What to work on:
a – Please write out everything in the R and RStudio introduction from "Introduction to tree" down to "R and RStudio.".
b – According to the R and RStudio introduction, what is RStudio?
c – List every menu item and button that the R and RStudio introduction names for creating a new project in RStudio.

View on GitHub

BioinfTraining

Repository for bioinformatics training at the Norwegian Veterinary Institute

Introduction to tree generation and visualization in R

R and RStudio

R is a free software environment for statistical computing and graphics, and can be downloaded here. RStudio is an integrated development environment for R, which in short makes R easier to use. Rstudio can be downloaded here.

For this session, you will need both R and RStudio.

R is an object orientated programming language. You can assign values to an object with the name of your choosing, for example my_color <- "red". When doing so, the object is stored in the computers memory. The object my_color will then hold the value "red", and can be called by typing: my_color.

Projects

In RStudio, one can create a project to store all scripts and notes from one project in one folder. After starting RStudio, go to file and New project. In the window, click New directory, New project, and type in the name of the project folder, for example Ggtree tutorial. Choose which directory to create the project in, and click create project.

Now, RStudio will restart, and the working directory of R will be in the folder you specified above. The advantage of dividing your work into projects is that all your scripts and files can be easily accessed in the project, or subfolders of the project, making it easier to have control of your code. The project folders may also be under version control with git.

Now we are ready to install some packages!

NOTE: In the code boxes below you will see comments starting with a #. This is not code, but helpful comments that explain the arguments and functions found in the box.

Data extracts:
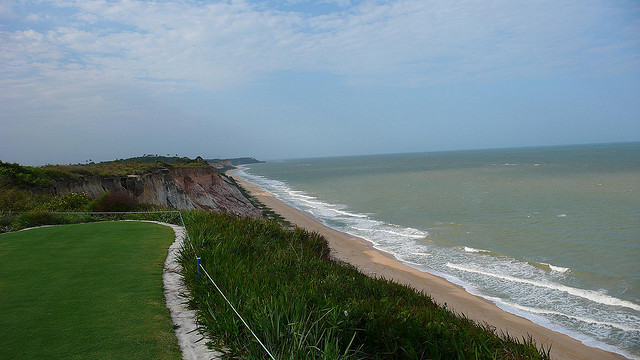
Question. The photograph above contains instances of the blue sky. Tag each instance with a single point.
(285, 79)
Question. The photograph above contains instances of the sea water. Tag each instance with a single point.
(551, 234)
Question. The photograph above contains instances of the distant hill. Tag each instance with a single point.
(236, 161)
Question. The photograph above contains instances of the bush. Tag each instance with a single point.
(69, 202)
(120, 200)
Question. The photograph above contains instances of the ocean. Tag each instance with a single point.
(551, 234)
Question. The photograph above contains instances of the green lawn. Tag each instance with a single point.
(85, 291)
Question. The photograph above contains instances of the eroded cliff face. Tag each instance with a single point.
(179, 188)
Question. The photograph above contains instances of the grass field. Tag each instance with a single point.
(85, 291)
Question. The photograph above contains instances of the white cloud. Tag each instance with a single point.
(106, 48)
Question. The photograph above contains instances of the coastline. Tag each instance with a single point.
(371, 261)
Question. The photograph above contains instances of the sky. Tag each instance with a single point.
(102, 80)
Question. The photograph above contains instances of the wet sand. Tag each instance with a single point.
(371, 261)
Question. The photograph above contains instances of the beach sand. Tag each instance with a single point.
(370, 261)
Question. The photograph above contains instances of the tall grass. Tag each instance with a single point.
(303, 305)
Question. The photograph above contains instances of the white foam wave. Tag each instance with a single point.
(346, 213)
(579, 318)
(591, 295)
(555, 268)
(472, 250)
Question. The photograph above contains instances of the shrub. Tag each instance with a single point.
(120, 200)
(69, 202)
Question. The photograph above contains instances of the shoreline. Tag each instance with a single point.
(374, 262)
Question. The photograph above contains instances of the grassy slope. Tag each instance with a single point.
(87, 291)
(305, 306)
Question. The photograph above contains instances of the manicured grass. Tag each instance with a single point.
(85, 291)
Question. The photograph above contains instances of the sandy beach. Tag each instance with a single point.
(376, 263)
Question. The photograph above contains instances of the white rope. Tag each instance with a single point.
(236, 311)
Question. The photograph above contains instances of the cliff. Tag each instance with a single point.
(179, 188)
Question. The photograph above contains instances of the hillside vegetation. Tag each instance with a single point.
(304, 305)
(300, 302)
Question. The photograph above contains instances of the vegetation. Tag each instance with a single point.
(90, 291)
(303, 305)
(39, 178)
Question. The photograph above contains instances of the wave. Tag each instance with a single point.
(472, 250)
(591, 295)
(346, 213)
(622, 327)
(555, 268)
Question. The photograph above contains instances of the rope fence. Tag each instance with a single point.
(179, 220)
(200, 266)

---

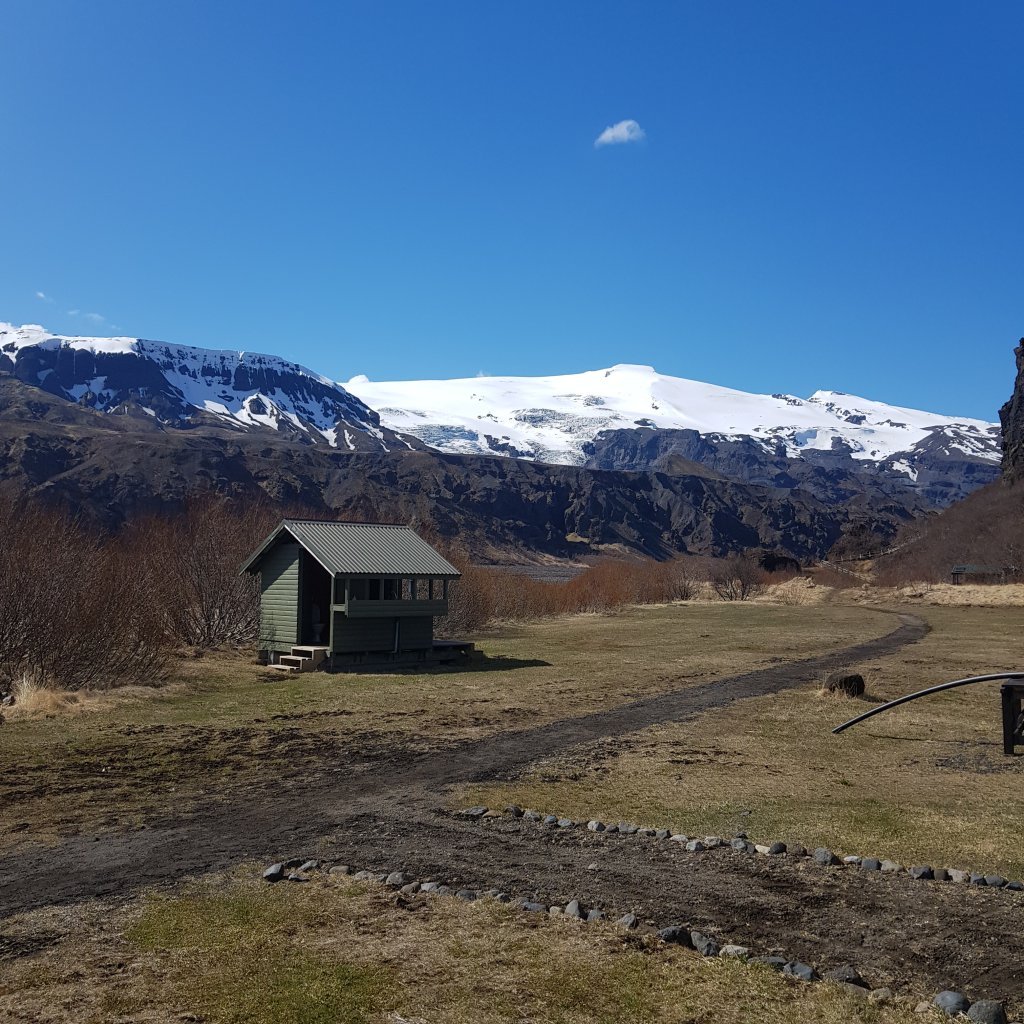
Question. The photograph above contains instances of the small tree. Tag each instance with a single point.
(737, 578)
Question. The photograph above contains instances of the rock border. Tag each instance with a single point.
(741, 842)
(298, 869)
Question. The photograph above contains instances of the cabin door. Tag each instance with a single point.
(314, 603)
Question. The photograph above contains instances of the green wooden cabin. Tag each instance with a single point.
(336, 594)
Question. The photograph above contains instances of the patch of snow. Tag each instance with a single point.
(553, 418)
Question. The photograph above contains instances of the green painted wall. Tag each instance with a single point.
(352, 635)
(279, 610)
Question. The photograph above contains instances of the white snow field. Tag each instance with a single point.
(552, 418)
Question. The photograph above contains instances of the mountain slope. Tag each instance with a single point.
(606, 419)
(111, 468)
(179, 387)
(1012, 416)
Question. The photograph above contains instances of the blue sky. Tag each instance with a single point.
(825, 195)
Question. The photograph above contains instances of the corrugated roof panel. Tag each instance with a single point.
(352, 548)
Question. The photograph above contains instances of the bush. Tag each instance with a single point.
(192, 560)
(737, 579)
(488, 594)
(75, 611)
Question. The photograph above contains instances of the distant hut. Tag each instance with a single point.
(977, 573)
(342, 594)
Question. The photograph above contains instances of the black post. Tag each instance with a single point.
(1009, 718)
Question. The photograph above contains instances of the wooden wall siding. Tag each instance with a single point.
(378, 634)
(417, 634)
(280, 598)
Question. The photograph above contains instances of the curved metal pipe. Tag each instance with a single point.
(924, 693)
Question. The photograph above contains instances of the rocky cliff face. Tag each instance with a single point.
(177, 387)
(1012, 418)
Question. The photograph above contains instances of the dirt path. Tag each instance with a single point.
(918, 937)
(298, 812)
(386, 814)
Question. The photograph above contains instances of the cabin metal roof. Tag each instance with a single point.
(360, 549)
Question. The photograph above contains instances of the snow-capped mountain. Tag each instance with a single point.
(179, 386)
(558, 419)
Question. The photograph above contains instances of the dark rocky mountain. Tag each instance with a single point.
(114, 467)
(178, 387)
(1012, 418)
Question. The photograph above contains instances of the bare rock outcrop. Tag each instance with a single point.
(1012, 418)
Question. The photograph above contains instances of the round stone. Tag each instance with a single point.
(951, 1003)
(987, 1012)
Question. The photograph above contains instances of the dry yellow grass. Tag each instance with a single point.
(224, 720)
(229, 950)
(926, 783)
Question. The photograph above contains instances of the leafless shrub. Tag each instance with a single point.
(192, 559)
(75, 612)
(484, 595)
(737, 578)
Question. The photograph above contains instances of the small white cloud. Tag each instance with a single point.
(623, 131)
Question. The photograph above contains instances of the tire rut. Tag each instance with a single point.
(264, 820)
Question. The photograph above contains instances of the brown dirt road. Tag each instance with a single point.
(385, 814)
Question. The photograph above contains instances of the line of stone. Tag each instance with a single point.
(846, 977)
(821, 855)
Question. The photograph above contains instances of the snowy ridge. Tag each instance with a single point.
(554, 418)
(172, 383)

Answers below:
a –
Introduction to tree generation and visualization in R

R and RStudio

R is a free software environment for statistical computing and graphics, and can be downloaded here. RStudio is an integrated development environment for R, which in short makes R easier to use. Rstudio can be downloaded here.

For this session, you will need both R and RStudio.

b – An integrated development environment for R.

c –
- file
- New project
- New directory
- create project